#### Enunciado A
Extrae sin cambios, del artículo sobre la Unión Patriótica, el pasaje entre "Por Federico Larsen/Resumen" y "un futuro mejor.", ambos incluidos.
#### Enunciado B
Escribe la continuación del artículo sobre José Antequera y la Unión Patriótica a partir de su última oración.

Por Federico Larsen/Resumen Latinoamericano, 22 de abril de 2015 -
José Antequera, una de las víctimas del conflicto social, político y
armado que sacude a Colombia desde hace más de medio siglo, reflexiona
acerca de los diálogos de paz que se desarrollan en La Habana y la
esperanza de un futuro mejor.
“La historia que terminó con el asesinato de mi padre es una de las historias de la gran esperanza que existía en Colombia en los años ’80”, cuenta José Antequera, uno de los fundadores de HIJOS por la Identidad, la Justicia, contra el Olvido y el Silencio, y a tivista por los Derechos Humanos en el Movimiento de Víctimas de Crímenes de Estado (MOVICE). Su padre se llamaba como él, y fue uno de los más de 5000 militantes de la Unión Patriótica, partido de la izquierda colombiana, asesinados por paramilitares, narcotraficantes y miembros del ejército desde 1985. “Creo que va a ser muy difícil recuperar esa esperanza de esos años porque fue realmente el momento en que toda una generación y todo un país se volcó no solo a la paz, sino también a la promesa de una apertura democrática que no existió y que todavía no se ha cumplido en el país”.
José Antequera padre fue uno de los dirigentes políticos más destacados del país. Había sido militante del Partido Comunista, organización que junto con guerrilleros desmovilizados de las Fuerzas Armadas Revolucionarias de Colombia (FARC) y del Ejército de Liberación Nacional (ELN) fundó la Unión Patriótica, partido que en pocos años logró tener una amplia aceptación y hasta disputar el poder local y nacional en Colombia. Nacida de la necesidad de “hacer política sin armas”, la UP llegó a obtener en las elecciones de 1986 a 5 senadores, 14 diputados, 351 concejales y 23 alcaldes, en su mayoría votados por las poblaciones de las regiones más pobres del país. “Eso significaba la posibilidad de que Colombia, como otros países de América Latina, tuviera movimientos de izquierda fuertes, consolidados con capacidad de llegar al poder”, explica Antequera hijo. Fue entonces que las fuerzas de seguridad, servicios secretos, milicias paramilitares y narcotráfico planearon uno de los más grandes exterminios que los partidos políticos recuerden en la historia de América Latina. En 1987 fue asesinado el primer candidato a presidente de la UP, Jaime Pardo Leal. Poco a poco se fueron multiplicando los atentados contra sus militantes, y José Antequera padre fue uno de los primeros en denunciar la existencia de células paramilitares que intentaban acabar con la vida de sus compañeros. El 3 de marzo de 1989 fue asesinado de 25 balazos en el aeropuerto El Dorado de Bogotá. Se había encontrado de casualidad con el actual Secretario general de UNASUR, Ernesto Samper, entonces candidato a presidente por el Partido Liberal y también amenazado de muerte. Antequera fue la víctima 721 de la lista que él mismo llevaba de los militantes de la UP asesinados para denunciar a la comisión de Derechos Humanos.

Entradas de un conjunto de datos:

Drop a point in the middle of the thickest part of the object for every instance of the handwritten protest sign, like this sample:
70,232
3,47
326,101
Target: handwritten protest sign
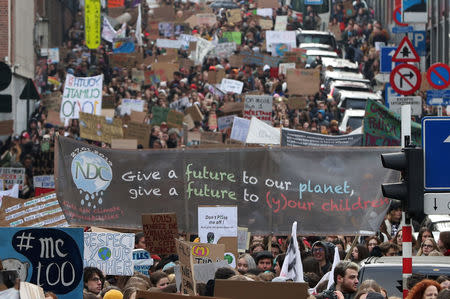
230,85
301,138
160,231
110,252
39,211
48,257
81,95
100,128
259,106
188,285
246,177
142,261
12,176
139,131
389,133
303,82
128,105
216,222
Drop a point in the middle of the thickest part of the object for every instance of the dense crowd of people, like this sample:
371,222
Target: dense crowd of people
33,148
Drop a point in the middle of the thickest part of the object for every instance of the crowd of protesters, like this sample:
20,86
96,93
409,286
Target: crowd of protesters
33,148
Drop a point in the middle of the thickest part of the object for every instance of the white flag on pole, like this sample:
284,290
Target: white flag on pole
292,265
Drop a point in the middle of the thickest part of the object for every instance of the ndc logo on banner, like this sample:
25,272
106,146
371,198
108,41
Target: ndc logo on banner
92,174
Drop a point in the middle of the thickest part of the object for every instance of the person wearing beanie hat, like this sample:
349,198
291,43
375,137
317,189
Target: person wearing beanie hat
264,260
113,294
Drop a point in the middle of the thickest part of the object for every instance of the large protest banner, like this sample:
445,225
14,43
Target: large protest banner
337,187
382,127
81,95
259,106
291,137
39,211
48,257
160,231
110,252
100,128
12,176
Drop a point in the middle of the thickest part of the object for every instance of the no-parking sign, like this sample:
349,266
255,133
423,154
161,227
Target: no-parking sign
438,75
405,79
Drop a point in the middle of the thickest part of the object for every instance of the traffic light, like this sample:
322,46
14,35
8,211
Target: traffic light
410,189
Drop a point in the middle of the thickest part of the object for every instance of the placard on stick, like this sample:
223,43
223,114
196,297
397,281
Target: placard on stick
160,231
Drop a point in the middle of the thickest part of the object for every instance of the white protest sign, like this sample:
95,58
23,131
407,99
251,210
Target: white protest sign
13,192
283,67
53,55
169,43
230,85
44,181
264,12
81,94
131,104
110,252
240,128
142,261
215,222
262,133
280,37
12,176
259,106
225,122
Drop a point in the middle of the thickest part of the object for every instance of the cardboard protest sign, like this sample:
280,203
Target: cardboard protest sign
230,85
12,176
159,115
262,290
175,119
160,231
389,133
142,261
124,143
48,257
81,95
139,131
301,138
128,105
188,285
246,177
99,128
195,112
39,211
110,252
6,127
297,102
215,222
259,106
303,82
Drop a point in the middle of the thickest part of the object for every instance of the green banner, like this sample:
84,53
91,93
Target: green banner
382,127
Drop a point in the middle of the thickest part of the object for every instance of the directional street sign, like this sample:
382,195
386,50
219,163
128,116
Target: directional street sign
436,203
386,64
406,52
405,79
436,149
438,97
438,75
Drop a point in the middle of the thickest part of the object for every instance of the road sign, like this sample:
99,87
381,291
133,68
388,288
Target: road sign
436,203
436,146
405,52
418,39
386,63
438,97
396,103
405,79
438,75
400,29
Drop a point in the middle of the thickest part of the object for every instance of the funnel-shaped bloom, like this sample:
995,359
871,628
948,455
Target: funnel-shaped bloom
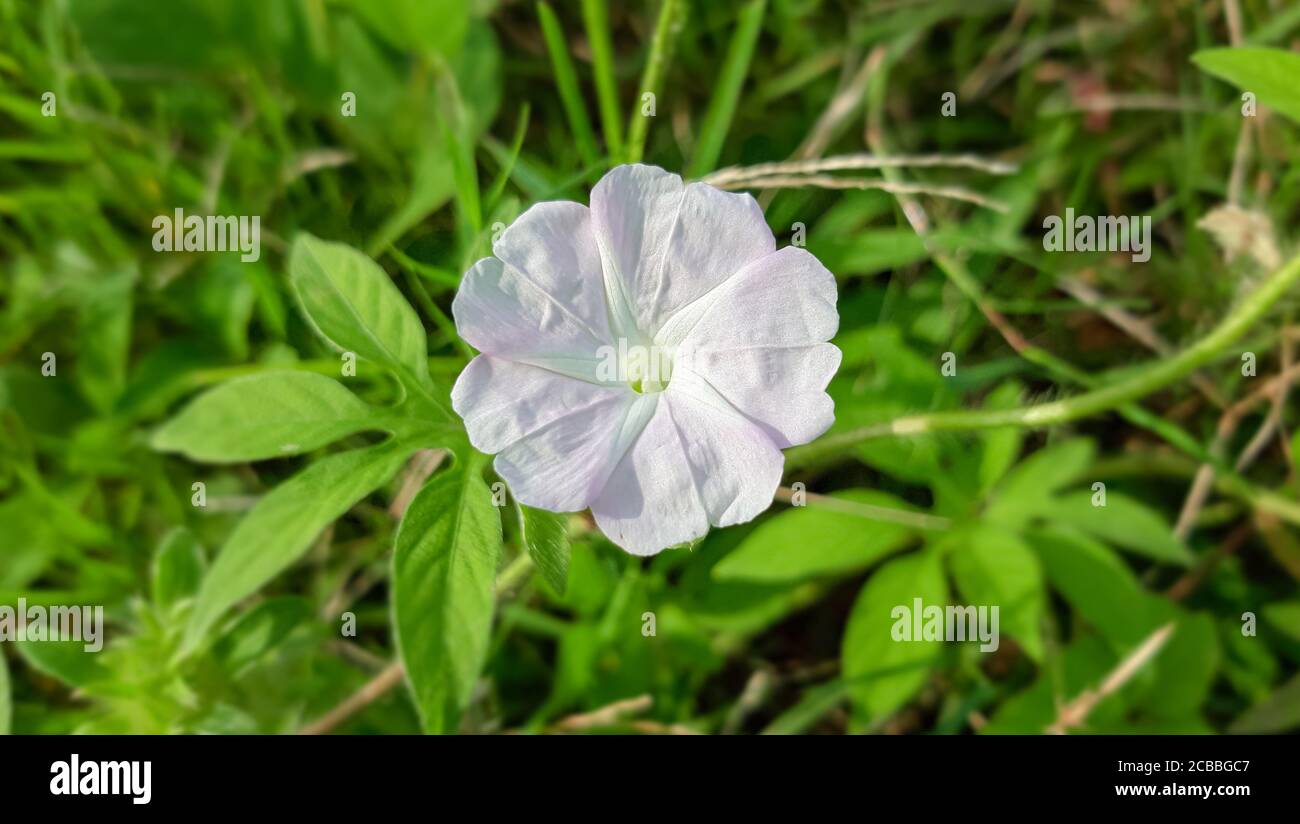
648,358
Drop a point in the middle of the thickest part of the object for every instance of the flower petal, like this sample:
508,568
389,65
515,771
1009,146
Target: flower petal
783,299
563,465
503,400
783,389
553,244
666,244
650,502
541,299
697,463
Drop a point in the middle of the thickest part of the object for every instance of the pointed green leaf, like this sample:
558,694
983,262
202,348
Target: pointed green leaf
443,572
5,698
1125,523
284,524
177,568
263,416
883,673
993,567
354,304
1026,489
806,542
1269,73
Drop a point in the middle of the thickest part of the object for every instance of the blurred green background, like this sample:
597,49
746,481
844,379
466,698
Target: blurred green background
466,113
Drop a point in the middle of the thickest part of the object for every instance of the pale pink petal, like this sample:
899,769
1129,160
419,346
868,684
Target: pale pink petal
503,400
780,387
650,501
783,299
697,463
554,247
563,465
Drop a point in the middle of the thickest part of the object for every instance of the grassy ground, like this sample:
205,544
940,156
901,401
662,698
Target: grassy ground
1184,582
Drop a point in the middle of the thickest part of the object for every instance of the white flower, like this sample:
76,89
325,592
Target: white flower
648,358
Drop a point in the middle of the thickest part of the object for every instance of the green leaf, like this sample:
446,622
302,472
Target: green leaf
104,338
1123,521
263,416
1027,489
65,660
727,87
177,568
546,537
806,542
352,304
5,698
424,26
1187,664
567,86
259,630
443,571
996,567
1285,616
284,524
883,673
1092,579
999,447
1279,712
1269,73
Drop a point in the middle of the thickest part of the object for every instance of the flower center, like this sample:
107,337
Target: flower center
644,368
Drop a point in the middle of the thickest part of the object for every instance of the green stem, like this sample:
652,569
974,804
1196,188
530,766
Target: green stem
514,573
722,107
1138,385
661,48
596,18
566,82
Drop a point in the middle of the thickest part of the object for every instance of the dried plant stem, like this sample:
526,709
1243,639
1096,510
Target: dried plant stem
1139,384
1075,712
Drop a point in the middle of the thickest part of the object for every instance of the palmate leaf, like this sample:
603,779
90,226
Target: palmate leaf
443,572
1123,521
284,524
883,673
263,416
993,567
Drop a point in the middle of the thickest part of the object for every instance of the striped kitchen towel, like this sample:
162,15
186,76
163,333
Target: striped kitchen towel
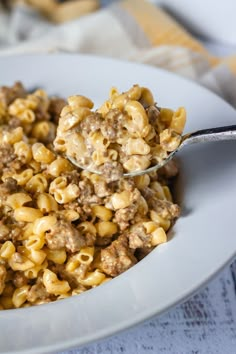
131,29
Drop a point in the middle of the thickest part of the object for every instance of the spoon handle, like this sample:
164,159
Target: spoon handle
211,134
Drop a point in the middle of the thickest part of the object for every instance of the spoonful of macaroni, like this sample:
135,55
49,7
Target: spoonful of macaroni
128,135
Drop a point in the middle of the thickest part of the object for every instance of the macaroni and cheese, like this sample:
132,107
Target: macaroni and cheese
127,133
63,230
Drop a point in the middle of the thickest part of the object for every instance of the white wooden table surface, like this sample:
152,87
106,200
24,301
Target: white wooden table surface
205,324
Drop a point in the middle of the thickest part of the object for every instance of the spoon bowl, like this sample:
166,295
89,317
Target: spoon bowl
199,136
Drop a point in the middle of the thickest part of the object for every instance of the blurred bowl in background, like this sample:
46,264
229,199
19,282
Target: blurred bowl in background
211,19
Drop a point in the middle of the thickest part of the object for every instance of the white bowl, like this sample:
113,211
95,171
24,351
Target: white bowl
201,243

#### Respuesta A
Por Federico Larsen/Resumen Latinoamericano, 22 de abril de 2015 -
José Antequera, una de las víctimas del conflicto social, político y
armado que sacude a Colombia desde hace más de medio siglo, reflexiona
acerca de los diálogos de paz que se desarrollan en La Habana y la
esperanza de un futuro mejor.

#### Respuesta B
La esperanza
“Esa esperanza que la generación de mi padre representaba, hoy en día yo creo que es menor incluso que en los años ’80. A pesar de que hay mayores condiciones para que realmente se haga la paz, a pesar de que no parece estar tan activa esa máquina genocida que afectó a nuestros padres, también es cierto que los marcos de esperanza son mucho menores”, sostiene Antequera al comparar aquella Colombia donde su padre fue asesinado, y la que él vive. La guerra no ha parado, y sus razones profundas están lejos de resolverse aún.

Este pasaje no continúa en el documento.